What is being asked:
Reproduce all of the entries below exactly, without images.

The input:
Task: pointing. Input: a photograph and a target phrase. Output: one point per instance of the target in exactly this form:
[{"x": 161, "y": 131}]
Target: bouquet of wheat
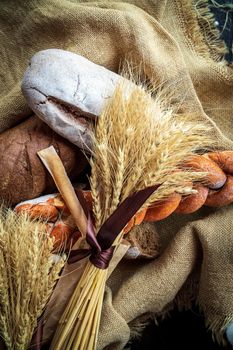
[
  {"x": 139, "y": 148},
  {"x": 27, "y": 277}
]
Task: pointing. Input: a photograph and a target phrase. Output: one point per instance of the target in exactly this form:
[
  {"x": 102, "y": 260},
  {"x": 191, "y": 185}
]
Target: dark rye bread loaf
[{"x": 22, "y": 175}]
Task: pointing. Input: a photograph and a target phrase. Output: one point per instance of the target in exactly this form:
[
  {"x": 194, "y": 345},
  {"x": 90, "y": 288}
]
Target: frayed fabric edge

Response:
Task: pointing. Input: a photograph and a target phrase. Output: one point per instance of the target in exactly this form:
[{"x": 161, "y": 131}]
Target: bouquet of wheat
[
  {"x": 139, "y": 148},
  {"x": 27, "y": 277}
]
Task: pointing. Input: a photograph and a target phrase. Output: one point per instance of the target in exactly this form:
[
  {"x": 102, "y": 260},
  {"x": 191, "y": 185}
]
Target: dark rye bread loaf
[{"x": 22, "y": 175}]
Task: pointing. Input: a photograph and a target phrase. Output: one point per instance of the target in exactly this form:
[
  {"x": 194, "y": 345},
  {"x": 90, "y": 288}
]
Target: frayed fabric edge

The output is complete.